Using Debug Logs for App Autoscaler

Page last updated:

This topic describes how to monitor App Autoscaler and its supporting VMware Tanzu Application Service for VMs (TAS for VMs) components through debug logging.

Overview of Debug Logging in Autoscaler

Autoscaler does not record debug logs by default. When you configure Autoscaler to record debug logs, the list of logs that Autoscaler records includes debug logs along with its normal logs. Debug logs include DEBUG in their log lines.

You can use the debug logs that Autoscaler generates to do the following:

  • See whether developers of your apps are using Autoscaler to scale them, as well as measure the efficacy of apps that use or do not use Autoscaler. For more information, see Reviewing Autoscaler Usage below.

  • Determine if TAS for VMs components are failing to sufficiently support Autoscaler. For more information, see Failure Modes below.

To configure Autoscaler to record debug logs, see Configure Debug Logging for Autoscaler below.

To review the debug logs for Autoscaler, see Review Autoscaler Debug Logs below.

Configure Debug Logging for Autoscaler

To configure Autoscaler to record debug logs:

  1. In a terminal window, run:

    cf target -o system -s autoscaling
    
  2. Set the logging level for Autoscaler to debug by running:

    cf set-env autoscale LOG_LEVEL debug
    
  3. Restart Autoscaler by running:

    cf restart autoscale
    

    Note: Re-starting Autoscaler briefly interrupts any processes it is currently performing.

Review Autoscaler Debug Logs

To review the debug logs for Autoscaler:

  1. In a terminal window, run:

    cf target -o system -s autoscaling
    
  2. Run:

    cf logs autoscale
    

    In the terminal output, all logs for Autoscaler appear, including debug logs. Debug logs include DEBUG in their log lines.

Reviewing Autoscaler Usage

As an operator, you can use debug logs to see whether developers of your apps are using Autoscaler to scale them, as well as measure the efficacy of apps that use or do not use Autoscaler.

» Material:
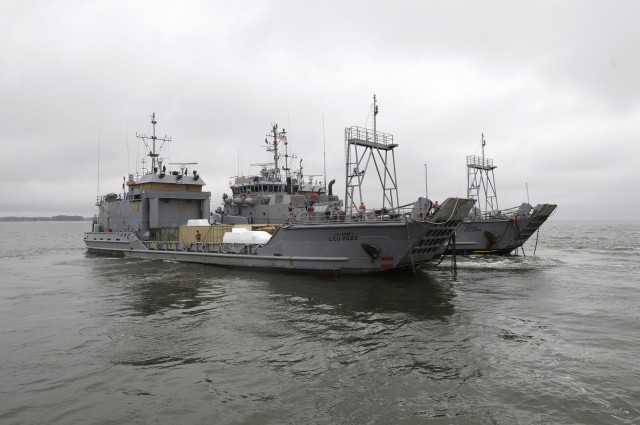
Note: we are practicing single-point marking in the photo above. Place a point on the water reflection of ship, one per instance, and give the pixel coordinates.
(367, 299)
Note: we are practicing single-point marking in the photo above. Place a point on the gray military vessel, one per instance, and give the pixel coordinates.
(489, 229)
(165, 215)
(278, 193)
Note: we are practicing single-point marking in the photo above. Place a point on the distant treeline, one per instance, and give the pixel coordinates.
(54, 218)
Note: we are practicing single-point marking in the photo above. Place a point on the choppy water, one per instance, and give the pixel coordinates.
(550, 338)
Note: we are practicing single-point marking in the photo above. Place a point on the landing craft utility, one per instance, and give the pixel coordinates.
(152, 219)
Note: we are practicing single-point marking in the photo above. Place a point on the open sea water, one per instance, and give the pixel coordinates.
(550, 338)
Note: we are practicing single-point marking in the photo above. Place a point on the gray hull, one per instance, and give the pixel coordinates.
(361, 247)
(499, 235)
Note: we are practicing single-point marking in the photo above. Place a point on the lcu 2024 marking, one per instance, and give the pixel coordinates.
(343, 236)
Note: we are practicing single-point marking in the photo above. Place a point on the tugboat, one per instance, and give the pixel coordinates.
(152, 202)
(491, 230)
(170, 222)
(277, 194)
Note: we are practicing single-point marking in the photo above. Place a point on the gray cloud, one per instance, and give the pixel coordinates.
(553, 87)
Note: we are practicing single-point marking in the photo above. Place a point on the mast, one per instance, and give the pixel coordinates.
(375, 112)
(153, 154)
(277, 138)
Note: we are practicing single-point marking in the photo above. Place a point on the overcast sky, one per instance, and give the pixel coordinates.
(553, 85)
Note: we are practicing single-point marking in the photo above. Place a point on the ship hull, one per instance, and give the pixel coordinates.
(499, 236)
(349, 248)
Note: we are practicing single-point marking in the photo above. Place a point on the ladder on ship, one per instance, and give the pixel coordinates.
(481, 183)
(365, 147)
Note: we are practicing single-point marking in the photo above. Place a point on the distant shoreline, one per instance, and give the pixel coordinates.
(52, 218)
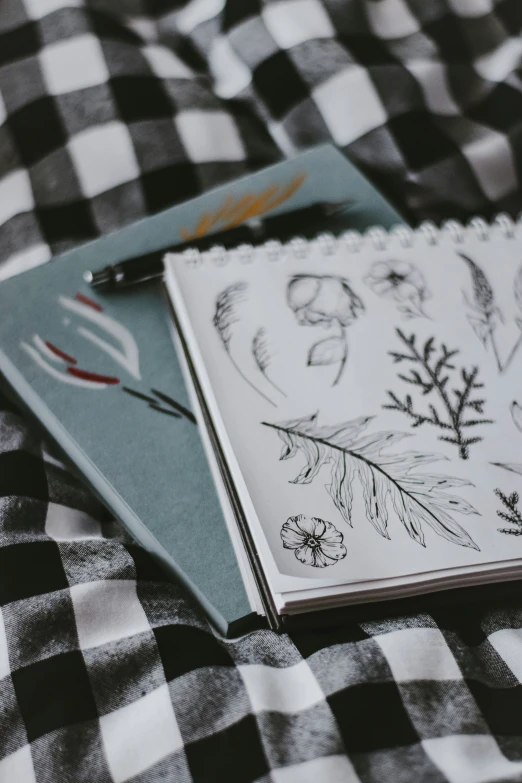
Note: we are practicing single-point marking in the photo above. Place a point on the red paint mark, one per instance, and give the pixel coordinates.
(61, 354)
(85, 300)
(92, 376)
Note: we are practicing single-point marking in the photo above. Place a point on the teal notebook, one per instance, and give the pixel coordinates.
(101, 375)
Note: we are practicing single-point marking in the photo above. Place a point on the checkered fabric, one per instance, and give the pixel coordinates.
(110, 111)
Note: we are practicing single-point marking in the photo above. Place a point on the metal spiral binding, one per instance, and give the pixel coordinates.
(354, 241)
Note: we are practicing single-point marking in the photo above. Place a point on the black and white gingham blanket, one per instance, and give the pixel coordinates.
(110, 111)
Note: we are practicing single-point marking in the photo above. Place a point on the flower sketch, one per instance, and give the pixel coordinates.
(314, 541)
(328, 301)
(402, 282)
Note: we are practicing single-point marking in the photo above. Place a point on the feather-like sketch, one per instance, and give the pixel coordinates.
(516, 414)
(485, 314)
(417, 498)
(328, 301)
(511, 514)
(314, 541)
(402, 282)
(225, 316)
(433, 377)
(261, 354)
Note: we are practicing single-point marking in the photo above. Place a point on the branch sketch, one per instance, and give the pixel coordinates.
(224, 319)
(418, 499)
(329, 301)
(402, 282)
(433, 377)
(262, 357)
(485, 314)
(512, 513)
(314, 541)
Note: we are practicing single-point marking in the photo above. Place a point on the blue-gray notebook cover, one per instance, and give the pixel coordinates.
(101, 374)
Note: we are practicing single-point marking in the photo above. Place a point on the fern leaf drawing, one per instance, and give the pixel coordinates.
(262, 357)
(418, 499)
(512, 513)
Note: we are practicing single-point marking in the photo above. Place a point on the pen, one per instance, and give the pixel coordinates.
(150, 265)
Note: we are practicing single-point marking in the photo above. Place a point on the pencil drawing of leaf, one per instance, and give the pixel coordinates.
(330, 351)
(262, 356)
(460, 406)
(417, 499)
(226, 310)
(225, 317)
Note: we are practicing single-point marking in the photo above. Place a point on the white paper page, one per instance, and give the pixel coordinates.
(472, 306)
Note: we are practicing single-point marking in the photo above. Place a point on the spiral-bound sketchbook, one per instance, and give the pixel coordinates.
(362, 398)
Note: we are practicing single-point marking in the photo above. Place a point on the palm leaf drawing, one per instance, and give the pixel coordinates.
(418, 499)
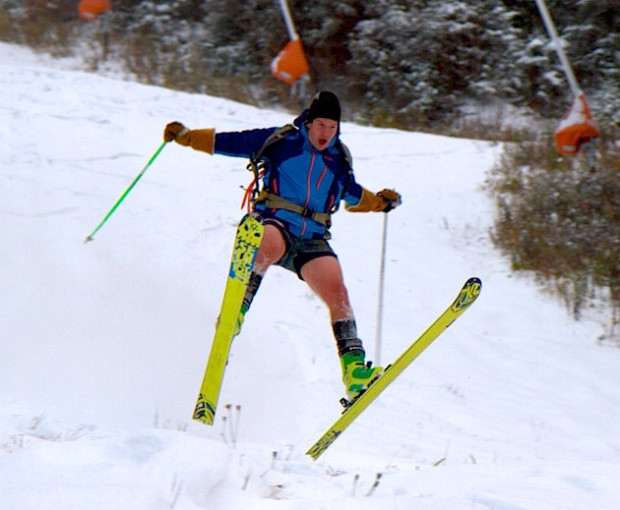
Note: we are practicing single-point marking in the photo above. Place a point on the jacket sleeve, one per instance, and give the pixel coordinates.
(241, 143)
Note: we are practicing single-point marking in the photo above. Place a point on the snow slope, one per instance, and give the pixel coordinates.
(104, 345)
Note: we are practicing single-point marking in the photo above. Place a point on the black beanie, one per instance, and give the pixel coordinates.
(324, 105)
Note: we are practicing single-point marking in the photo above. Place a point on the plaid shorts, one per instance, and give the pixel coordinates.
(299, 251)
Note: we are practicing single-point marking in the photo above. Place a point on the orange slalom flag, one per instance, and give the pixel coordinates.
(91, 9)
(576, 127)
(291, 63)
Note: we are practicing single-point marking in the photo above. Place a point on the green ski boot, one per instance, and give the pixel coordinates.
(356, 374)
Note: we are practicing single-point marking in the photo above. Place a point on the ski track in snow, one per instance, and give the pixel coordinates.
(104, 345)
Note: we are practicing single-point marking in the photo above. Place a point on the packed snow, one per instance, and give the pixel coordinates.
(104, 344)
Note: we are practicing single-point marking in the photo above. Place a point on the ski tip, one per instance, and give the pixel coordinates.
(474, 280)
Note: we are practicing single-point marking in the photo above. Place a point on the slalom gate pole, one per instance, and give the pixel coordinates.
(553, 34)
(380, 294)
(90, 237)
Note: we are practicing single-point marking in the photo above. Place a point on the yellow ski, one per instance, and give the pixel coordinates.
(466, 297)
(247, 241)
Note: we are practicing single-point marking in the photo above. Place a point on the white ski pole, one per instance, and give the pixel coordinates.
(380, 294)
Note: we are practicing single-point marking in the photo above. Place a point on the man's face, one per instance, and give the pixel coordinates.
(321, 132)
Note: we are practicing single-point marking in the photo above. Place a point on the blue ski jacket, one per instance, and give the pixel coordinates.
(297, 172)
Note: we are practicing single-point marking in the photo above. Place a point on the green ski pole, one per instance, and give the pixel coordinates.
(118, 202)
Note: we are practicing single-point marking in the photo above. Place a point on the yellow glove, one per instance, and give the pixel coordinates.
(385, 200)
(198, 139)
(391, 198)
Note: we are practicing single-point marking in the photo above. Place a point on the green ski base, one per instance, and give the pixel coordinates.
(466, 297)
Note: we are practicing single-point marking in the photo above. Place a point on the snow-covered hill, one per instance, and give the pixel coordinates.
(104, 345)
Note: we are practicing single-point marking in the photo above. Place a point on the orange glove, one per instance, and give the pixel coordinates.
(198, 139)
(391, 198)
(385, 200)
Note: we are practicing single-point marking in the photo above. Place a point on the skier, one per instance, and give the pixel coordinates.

» Things to do:
a. List every distinct terminal command given on the Autoscaler debug logging page, counting a repeated command once.
b. Sum up the Autoscaler debug logging page in two sentences.
c. Rewrite the paragraph of the Autoscaler debug logging page that begins "Autoscaler does not record debug logs by default" as a short bulleted list.
The items come from a separate source and are not part of the Autoscaler debug logging page.

» Set of answers:
a.
- cf target -o system -s autoscaling
- cf set-env autoscale LOG_LEVEL debug
- cf restart autoscale
- cf logs autoscale

b. Autoscaler does not record debug logs by default, but operators can turn them on to see whether developers use Autoscaler to scale their apps and whether TAS for VMs components are failing to support it. To enable debug logging, target the system org and autoscaling space, set LOG_LEVEL to debug, and restart Autoscaler, then run cf logs autoscale to see all logs, with debug lines marked DEBUG.

c.
- Autoscaler does not record debug logs by default.
- Once configured, it records debug logs along with its normal logs.
- Debug log lines include DEBUG.